Reproduce the portion of the TOKY Friday Review starting with "At the end of" and going on through "industry we love.", substituting "field" for "industry".

- _Passage given_:
━━━━━━━━━━━━━━━━━━━━━━━━━━━━━━

The TOKY Friday Review: 7/5/13 — 10 Links for the Holiday Weekend

At the end of most weeks, TOKY takes a curatorial look back at a few important or memorable highlights from what we’ve recently read, watched, or listened to — all related to the industry we love.
The most recent Friday Review was short on examples (three) and longer on commentary. Today we’re switching things up with a snackier links-filled post for the long holiday weekend:
1. “The Compounding Returns of Content Marketing: The Data Behind Why Persistence Pays Off in Blogging”
Venture capitalist Tomasz Tunguz takes a numbers approach to arguing for the longterm value of creating a rich “content library,” one that remains relevant and visitor-ready well after you first pressed Publish.
2. “Why the Half-life of a Pinterest Pin is Thousands of Times Longer Than a Tweet or Facebook Post”

━━━━━━━━━━━━━━━━━━━━━━━━━━━━━━

- _Record list_:

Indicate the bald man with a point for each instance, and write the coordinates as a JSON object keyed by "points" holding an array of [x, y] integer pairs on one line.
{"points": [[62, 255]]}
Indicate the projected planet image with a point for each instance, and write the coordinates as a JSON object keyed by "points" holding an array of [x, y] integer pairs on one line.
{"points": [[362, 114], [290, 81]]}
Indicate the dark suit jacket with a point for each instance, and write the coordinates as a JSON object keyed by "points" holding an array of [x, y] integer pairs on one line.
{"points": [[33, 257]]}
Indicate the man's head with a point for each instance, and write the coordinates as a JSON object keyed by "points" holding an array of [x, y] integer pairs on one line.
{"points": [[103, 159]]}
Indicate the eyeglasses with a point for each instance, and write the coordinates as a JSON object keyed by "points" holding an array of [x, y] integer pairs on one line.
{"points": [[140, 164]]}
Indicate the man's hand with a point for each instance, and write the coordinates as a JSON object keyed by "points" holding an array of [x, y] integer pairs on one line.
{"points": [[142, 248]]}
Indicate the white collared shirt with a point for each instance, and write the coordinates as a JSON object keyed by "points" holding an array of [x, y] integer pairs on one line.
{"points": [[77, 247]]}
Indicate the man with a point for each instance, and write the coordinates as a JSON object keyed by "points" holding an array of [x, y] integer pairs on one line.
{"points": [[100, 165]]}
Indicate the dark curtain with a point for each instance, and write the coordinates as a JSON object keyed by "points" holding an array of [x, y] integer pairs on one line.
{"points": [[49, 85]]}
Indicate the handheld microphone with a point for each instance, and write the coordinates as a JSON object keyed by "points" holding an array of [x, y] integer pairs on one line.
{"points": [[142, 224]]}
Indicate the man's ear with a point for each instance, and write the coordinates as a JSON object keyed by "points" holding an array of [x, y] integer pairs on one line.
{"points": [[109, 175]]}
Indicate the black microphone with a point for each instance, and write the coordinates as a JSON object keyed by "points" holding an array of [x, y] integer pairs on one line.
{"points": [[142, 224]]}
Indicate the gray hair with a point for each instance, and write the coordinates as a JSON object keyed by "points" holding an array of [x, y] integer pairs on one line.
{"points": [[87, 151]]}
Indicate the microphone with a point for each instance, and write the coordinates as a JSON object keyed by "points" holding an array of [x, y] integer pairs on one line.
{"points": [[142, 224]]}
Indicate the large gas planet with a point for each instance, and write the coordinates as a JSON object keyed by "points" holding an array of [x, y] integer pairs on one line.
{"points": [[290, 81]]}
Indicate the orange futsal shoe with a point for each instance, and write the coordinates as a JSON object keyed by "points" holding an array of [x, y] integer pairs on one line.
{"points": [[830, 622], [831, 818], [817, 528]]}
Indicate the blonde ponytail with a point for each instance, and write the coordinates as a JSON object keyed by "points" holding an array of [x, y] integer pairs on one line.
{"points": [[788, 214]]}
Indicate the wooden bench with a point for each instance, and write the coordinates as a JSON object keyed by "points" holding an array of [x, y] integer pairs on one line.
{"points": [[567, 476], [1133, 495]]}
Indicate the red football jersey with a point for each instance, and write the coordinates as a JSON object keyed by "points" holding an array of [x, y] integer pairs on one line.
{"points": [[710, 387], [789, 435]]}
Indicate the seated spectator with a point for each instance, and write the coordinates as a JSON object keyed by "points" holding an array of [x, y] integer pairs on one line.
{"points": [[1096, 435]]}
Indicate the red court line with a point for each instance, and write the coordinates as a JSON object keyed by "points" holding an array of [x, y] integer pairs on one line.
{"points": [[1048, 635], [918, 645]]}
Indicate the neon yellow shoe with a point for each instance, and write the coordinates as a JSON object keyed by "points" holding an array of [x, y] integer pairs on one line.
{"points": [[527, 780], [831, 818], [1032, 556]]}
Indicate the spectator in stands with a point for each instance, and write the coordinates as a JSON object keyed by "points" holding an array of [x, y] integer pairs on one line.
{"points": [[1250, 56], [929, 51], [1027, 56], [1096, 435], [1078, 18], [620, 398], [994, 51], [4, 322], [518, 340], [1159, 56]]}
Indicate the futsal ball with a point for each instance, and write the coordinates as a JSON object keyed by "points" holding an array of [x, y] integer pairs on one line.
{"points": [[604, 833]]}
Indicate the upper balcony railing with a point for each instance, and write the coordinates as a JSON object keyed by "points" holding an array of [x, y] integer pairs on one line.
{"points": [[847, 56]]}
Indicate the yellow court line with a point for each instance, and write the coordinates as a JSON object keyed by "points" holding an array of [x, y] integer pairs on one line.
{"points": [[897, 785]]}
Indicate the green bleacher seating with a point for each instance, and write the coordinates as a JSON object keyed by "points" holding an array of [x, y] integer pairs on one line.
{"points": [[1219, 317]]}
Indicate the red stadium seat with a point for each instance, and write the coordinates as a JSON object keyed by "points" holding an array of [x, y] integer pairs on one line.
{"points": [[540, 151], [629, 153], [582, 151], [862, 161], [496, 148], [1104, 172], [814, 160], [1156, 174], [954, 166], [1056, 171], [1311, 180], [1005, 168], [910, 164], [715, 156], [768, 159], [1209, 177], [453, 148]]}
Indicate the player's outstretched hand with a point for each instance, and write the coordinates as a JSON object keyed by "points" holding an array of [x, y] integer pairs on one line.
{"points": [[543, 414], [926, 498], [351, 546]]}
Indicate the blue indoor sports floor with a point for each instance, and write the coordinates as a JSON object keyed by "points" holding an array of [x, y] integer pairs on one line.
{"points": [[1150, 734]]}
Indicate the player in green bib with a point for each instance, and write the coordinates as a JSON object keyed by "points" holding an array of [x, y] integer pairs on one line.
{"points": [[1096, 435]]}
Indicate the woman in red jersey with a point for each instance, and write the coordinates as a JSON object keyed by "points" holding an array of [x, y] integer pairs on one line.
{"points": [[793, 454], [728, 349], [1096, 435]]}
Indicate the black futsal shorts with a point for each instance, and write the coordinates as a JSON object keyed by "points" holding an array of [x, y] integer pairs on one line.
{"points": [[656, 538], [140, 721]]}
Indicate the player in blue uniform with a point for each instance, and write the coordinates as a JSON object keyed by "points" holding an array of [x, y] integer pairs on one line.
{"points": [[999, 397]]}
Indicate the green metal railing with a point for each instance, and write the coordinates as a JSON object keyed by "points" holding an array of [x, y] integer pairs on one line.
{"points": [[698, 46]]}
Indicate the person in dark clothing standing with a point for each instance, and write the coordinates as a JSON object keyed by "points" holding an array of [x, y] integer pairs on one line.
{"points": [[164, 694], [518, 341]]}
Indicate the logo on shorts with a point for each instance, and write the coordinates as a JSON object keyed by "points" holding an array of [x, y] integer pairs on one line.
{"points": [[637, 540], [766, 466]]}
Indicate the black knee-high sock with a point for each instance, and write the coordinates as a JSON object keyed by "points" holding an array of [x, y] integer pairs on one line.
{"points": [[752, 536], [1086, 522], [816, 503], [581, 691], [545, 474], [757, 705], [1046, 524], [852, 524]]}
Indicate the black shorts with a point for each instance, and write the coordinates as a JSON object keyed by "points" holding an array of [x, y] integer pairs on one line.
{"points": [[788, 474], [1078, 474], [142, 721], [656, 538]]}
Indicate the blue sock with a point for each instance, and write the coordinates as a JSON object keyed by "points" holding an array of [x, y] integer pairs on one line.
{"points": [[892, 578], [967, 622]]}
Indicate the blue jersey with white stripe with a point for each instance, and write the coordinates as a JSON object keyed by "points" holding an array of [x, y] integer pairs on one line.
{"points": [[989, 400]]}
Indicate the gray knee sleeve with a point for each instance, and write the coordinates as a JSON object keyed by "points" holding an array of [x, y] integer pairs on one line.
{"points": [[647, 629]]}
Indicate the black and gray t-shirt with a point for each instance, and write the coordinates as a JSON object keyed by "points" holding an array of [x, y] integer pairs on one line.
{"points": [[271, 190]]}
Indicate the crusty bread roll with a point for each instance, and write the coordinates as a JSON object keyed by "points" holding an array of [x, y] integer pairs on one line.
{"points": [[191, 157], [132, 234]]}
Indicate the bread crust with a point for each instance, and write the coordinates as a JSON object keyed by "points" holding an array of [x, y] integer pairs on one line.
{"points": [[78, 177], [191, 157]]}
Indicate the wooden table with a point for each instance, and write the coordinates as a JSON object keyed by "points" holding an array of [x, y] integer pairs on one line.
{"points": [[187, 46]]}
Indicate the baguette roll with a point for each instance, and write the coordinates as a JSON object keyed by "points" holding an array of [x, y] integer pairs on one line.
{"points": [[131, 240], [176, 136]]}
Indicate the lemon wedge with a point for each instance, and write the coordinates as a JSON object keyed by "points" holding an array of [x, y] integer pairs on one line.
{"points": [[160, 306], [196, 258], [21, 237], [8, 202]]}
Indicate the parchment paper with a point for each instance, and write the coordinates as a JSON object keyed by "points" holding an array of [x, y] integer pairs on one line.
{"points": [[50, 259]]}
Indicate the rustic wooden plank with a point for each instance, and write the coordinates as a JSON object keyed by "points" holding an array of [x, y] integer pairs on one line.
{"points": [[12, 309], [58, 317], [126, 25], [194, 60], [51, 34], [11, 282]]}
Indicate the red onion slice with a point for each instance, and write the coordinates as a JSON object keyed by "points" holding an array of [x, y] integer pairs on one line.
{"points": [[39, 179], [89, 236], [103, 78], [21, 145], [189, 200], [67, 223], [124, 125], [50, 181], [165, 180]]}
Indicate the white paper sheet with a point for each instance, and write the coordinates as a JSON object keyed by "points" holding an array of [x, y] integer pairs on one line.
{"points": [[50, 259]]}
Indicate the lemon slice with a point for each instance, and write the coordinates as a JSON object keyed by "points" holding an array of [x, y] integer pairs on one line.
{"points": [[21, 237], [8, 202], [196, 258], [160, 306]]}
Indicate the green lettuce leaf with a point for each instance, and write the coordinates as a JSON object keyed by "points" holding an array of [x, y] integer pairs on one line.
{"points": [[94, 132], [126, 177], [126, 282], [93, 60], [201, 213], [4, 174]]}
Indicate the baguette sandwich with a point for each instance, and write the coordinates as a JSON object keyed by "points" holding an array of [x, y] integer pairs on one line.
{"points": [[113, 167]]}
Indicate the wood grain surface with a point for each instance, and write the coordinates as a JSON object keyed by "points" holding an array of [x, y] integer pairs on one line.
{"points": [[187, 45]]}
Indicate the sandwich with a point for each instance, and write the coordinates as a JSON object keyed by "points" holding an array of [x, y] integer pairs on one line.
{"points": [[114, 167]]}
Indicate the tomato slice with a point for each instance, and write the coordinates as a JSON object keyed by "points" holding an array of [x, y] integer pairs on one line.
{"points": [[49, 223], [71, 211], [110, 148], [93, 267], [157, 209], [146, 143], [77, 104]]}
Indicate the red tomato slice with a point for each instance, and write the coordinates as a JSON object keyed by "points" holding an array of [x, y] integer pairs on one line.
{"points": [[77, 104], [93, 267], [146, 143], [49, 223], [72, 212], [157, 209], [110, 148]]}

━━━━━━━━━━━━━━━━━━━━━━━━━━━━━━

- _Result for this exercise_:
At the end of most weeks, TOKY takes a curatorial look back at a few important or memorable highlights from what we’ve recently read, watched, or listened to — all related to the field we love.